Problem description:
Please transcribe every record below exactly as it appears.

Dataset entries:

+---+

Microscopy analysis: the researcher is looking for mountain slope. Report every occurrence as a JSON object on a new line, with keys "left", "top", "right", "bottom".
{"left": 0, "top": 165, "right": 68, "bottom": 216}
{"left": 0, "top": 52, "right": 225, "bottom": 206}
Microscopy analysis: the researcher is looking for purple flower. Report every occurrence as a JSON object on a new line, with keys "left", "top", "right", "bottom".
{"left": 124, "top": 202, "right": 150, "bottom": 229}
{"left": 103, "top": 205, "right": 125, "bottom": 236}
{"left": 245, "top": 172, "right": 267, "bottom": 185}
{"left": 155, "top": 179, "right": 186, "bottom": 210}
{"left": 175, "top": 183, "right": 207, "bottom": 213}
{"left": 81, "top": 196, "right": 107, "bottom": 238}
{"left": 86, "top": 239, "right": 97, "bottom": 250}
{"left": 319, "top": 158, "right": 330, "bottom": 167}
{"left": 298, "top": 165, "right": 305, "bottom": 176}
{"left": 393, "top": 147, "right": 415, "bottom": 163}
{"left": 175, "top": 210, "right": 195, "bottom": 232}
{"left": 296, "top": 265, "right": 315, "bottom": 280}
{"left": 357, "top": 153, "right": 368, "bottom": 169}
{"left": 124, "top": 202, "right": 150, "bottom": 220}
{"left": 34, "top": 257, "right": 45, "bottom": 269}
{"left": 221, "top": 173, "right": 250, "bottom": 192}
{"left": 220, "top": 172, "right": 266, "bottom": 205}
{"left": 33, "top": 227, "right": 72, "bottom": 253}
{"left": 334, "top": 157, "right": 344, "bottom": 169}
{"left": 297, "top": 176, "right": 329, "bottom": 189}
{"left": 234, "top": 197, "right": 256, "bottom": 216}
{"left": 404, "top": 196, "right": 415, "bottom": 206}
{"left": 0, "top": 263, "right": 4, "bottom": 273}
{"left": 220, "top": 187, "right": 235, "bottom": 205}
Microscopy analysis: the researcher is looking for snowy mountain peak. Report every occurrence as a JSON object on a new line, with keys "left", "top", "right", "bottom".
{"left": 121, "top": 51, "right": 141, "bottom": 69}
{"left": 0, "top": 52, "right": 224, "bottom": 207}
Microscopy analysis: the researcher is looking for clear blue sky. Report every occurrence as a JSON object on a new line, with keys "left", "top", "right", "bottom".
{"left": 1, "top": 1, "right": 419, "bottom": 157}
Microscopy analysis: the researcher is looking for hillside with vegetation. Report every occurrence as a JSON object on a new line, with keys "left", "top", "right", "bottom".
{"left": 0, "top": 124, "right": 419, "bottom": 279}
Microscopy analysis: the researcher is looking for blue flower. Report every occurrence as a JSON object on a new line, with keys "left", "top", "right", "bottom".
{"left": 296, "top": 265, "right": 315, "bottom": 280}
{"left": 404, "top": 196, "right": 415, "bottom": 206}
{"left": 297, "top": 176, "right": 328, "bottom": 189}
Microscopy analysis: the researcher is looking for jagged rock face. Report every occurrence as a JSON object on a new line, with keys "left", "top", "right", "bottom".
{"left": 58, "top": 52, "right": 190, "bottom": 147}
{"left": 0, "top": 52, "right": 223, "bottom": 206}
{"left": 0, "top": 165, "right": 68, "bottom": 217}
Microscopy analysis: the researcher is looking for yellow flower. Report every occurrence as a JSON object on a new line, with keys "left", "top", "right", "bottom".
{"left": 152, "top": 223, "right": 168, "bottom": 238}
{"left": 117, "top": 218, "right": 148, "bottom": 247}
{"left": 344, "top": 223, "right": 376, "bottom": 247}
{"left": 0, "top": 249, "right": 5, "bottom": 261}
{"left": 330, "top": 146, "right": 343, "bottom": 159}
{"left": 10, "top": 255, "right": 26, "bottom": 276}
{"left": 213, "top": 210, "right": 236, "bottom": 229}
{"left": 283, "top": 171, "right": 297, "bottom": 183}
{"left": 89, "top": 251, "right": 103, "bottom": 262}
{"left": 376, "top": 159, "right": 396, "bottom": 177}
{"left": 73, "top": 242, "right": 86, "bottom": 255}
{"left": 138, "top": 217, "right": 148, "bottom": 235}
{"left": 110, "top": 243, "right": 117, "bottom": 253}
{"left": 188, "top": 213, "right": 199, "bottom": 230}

+---+

Written answer:
Microscopy analysis: the researcher is looking for mountain slope. Report every occurrence as a JSON object on a new line, with keys "left", "top", "right", "bottom".
{"left": 0, "top": 165, "right": 68, "bottom": 216}
{"left": 0, "top": 52, "right": 225, "bottom": 206}
Microscopy analysis: the researcher is looking for purple flower. Report every occurrence as a JSON object on a new line, with keys "left", "top", "right", "bottom".
{"left": 124, "top": 202, "right": 150, "bottom": 229}
{"left": 103, "top": 205, "right": 125, "bottom": 236}
{"left": 245, "top": 172, "right": 267, "bottom": 185}
{"left": 155, "top": 179, "right": 186, "bottom": 210}
{"left": 175, "top": 183, "right": 207, "bottom": 213}
{"left": 81, "top": 196, "right": 107, "bottom": 238}
{"left": 86, "top": 239, "right": 97, "bottom": 250}
{"left": 319, "top": 158, "right": 330, "bottom": 167}
{"left": 298, "top": 165, "right": 305, "bottom": 176}
{"left": 393, "top": 147, "right": 415, "bottom": 163}
{"left": 175, "top": 210, "right": 195, "bottom": 232}
{"left": 296, "top": 265, "right": 315, "bottom": 280}
{"left": 357, "top": 153, "right": 368, "bottom": 169}
{"left": 124, "top": 202, "right": 150, "bottom": 220}
{"left": 34, "top": 257, "right": 45, "bottom": 269}
{"left": 221, "top": 173, "right": 250, "bottom": 192}
{"left": 220, "top": 172, "right": 266, "bottom": 205}
{"left": 33, "top": 227, "right": 72, "bottom": 253}
{"left": 334, "top": 157, "right": 344, "bottom": 169}
{"left": 297, "top": 176, "right": 329, "bottom": 189}
{"left": 234, "top": 197, "right": 256, "bottom": 216}
{"left": 404, "top": 196, "right": 415, "bottom": 206}
{"left": 0, "top": 263, "right": 4, "bottom": 273}
{"left": 220, "top": 187, "right": 235, "bottom": 205}
Microscopy analysis: the researcher is looking for snowy mountain peak. Report every occurrence as a JSON object on a new line, with keys "left", "top", "right", "bottom".
{"left": 121, "top": 51, "right": 141, "bottom": 69}
{"left": 0, "top": 52, "right": 224, "bottom": 207}
Microscopy analysis: the researcher is looking for clear blue sky. Report every occurrence as a JSON object on a new line, with keys "left", "top", "right", "bottom".
{"left": 1, "top": 1, "right": 419, "bottom": 157}
Microscopy analysis: the researcher is looking for hillside with vegetation. Report every occurrence as a JSON object on a new line, with keys "left", "top", "right", "bottom".
{"left": 0, "top": 124, "right": 419, "bottom": 279}
Microscopy analysis: the researcher is looking for blue flower. Report every occurrence as a JSON object on a new line, with keys "left", "top", "right", "bottom".
{"left": 296, "top": 265, "right": 315, "bottom": 280}
{"left": 404, "top": 196, "right": 415, "bottom": 206}
{"left": 297, "top": 176, "right": 328, "bottom": 189}
Microscopy analysis: the researcher is looking for jagged rock face. Report every occurrence as a JSON object on a new line, with keys "left", "top", "right", "bottom".
{"left": 58, "top": 52, "right": 190, "bottom": 147}
{"left": 0, "top": 52, "right": 223, "bottom": 206}
{"left": 0, "top": 165, "right": 68, "bottom": 217}
Microscopy analysis: the researcher is looking for yellow flower. Report every occurrence as a JSON object on a new line, with keys "left", "top", "right", "bottom".
{"left": 152, "top": 223, "right": 168, "bottom": 238}
{"left": 117, "top": 218, "right": 148, "bottom": 247}
{"left": 344, "top": 223, "right": 376, "bottom": 247}
{"left": 0, "top": 249, "right": 5, "bottom": 261}
{"left": 330, "top": 146, "right": 343, "bottom": 159}
{"left": 10, "top": 255, "right": 26, "bottom": 276}
{"left": 213, "top": 210, "right": 236, "bottom": 229}
{"left": 283, "top": 171, "right": 297, "bottom": 183}
{"left": 89, "top": 251, "right": 103, "bottom": 262}
{"left": 376, "top": 159, "right": 396, "bottom": 177}
{"left": 73, "top": 242, "right": 86, "bottom": 255}
{"left": 138, "top": 217, "right": 148, "bottom": 235}
{"left": 110, "top": 243, "right": 117, "bottom": 253}
{"left": 188, "top": 213, "right": 199, "bottom": 230}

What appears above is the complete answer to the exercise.